= DATA FOR THE TASK =
-- Opening Marker --

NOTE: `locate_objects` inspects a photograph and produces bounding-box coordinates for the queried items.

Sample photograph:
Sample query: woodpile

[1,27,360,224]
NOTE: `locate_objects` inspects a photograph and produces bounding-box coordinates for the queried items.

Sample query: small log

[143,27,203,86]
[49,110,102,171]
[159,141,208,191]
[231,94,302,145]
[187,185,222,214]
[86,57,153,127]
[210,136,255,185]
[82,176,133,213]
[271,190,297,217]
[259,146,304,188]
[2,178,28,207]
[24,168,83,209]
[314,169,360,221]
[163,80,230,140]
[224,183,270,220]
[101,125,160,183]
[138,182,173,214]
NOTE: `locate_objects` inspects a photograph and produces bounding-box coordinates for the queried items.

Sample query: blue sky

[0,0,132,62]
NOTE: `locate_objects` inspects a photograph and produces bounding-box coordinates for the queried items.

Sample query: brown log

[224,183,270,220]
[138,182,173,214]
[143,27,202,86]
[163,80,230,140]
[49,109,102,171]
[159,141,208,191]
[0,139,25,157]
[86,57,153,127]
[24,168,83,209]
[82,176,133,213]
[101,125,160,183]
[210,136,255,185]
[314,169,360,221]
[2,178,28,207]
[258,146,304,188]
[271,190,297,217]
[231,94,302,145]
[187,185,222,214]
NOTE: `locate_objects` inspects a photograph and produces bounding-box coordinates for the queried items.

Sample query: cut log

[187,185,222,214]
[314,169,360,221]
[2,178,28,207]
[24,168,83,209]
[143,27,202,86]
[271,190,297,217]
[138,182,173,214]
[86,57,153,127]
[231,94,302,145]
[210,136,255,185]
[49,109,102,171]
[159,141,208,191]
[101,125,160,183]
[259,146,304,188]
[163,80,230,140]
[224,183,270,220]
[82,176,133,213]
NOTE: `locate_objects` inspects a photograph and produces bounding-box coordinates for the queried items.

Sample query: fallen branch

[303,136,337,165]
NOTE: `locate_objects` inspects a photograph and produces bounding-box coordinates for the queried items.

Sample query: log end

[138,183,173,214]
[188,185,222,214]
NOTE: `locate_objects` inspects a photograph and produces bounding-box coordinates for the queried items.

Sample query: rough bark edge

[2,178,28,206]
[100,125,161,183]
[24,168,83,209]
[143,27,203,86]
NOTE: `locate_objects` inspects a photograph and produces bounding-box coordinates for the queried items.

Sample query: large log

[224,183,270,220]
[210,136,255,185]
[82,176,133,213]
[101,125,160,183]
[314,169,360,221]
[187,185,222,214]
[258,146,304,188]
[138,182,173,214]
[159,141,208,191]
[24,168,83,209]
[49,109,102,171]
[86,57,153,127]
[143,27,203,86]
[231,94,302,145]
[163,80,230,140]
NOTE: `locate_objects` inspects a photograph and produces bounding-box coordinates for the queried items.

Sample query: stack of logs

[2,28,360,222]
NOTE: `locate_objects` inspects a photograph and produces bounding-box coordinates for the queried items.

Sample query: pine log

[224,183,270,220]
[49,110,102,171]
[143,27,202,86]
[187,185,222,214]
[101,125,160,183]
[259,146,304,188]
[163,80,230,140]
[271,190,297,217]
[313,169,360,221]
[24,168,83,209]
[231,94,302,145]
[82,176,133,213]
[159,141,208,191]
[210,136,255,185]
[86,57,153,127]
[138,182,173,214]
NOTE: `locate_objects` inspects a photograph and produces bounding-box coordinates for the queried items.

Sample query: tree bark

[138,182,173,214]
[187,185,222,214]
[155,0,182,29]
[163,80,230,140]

-- Closing Marker --

= EXERCISE PROMPT =
Extract the listing in its entirety and repeat it exactly.

= RESPONSE =
NOTE: `locate_objects` inspects a photograph and produces bounding-box coordinates for the queried items.

Sample photograph:
Sample query: woodpile

[1,27,360,224]
NOTE: `locate_objects` inspects a photograph and produces bounding-box coordinates for the queried items.

Sample query: small log

[143,27,203,86]
[49,110,102,171]
[159,141,208,191]
[231,94,302,145]
[187,185,222,214]
[86,57,153,127]
[210,136,255,185]
[82,176,133,213]
[271,190,297,217]
[259,146,304,188]
[2,178,28,207]
[24,168,83,209]
[314,169,360,221]
[163,80,230,140]
[224,183,270,220]
[101,125,160,183]
[138,182,173,214]
NOTE: `locate_objects` inspects a photograph and produces bounding-box coordinates for the queried items.

Sample query: blue sky

[0,0,132,62]
NOTE: `locate_objects` inspects a photograph and produces bounding-box coordinates for the queried items.

Sample query: brown log

[224,183,270,220]
[138,182,173,214]
[143,27,202,86]
[163,80,230,140]
[49,109,102,171]
[159,141,208,191]
[0,139,25,157]
[86,57,153,127]
[24,168,83,209]
[82,176,133,213]
[101,125,160,183]
[210,136,255,185]
[314,169,360,221]
[2,178,28,207]
[258,146,304,188]
[271,190,297,217]
[231,94,302,145]
[187,185,222,214]
NOTE: `locate_objects` inspects a photograph and produces bounding-box coordinates for the queried items.

Sample query: cut log

[187,185,222,214]
[314,169,360,221]
[2,178,28,207]
[24,168,83,209]
[143,27,202,86]
[271,190,297,217]
[138,182,173,214]
[86,57,153,127]
[231,94,302,145]
[210,136,255,185]
[49,109,102,171]
[159,141,208,191]
[101,125,160,183]
[259,146,304,188]
[163,80,230,140]
[224,183,270,220]
[82,176,133,213]
NOTE: `locate_objects` inspects a photograph and produces bounding-box coordinates for the queried items.

Sample query: fallen branch

[303,136,337,165]
NOTE: `locate_objects` inspects a photograph and produces bounding-box coordinates for the queried items.

Sample query: log end

[138,183,173,214]
[188,185,222,214]
NOTE: `locate_objects` inspects a photograph and produces bounding-box coordinates for the queried items.

Sample query: rough bark edge

[2,178,28,206]
[100,125,161,183]
[24,168,83,209]
[143,27,203,86]
NOTE: `locate_objects` inspects a photograph and produces bounding-box coordinates for the queried items.

Sample query: large log

[224,183,270,220]
[210,136,255,185]
[82,176,133,213]
[101,125,160,183]
[314,169,360,221]
[187,185,222,214]
[258,146,304,188]
[138,182,173,214]
[159,141,208,191]
[24,168,83,209]
[49,109,102,171]
[86,57,153,127]
[143,27,203,86]
[231,94,302,145]
[163,80,230,140]
NOTE: `locate_objects` inspects a photograph and produces bounding-box coordinates for the queried items.

Sample query: stack of logs

[2,28,360,222]
NOTE: `locate_objects` inspects a photograph and produces bounding-box coordinates for the queried items.

Sample query: pine log

[224,183,270,220]
[49,110,102,171]
[143,27,202,86]
[187,185,222,214]
[101,125,160,183]
[259,146,304,188]
[163,80,230,140]
[271,190,297,217]
[313,169,360,221]
[24,168,83,209]
[231,94,302,145]
[82,176,133,213]
[159,141,208,191]
[210,136,255,185]
[86,57,153,127]
[138,182,173,214]
NOTE: `locate_objects` inspects a photograph and produces bounding-box coordinates for the queried items.

Sample query: tree bark

[138,182,173,214]
[187,185,222,214]
[155,0,182,29]
[163,80,230,140]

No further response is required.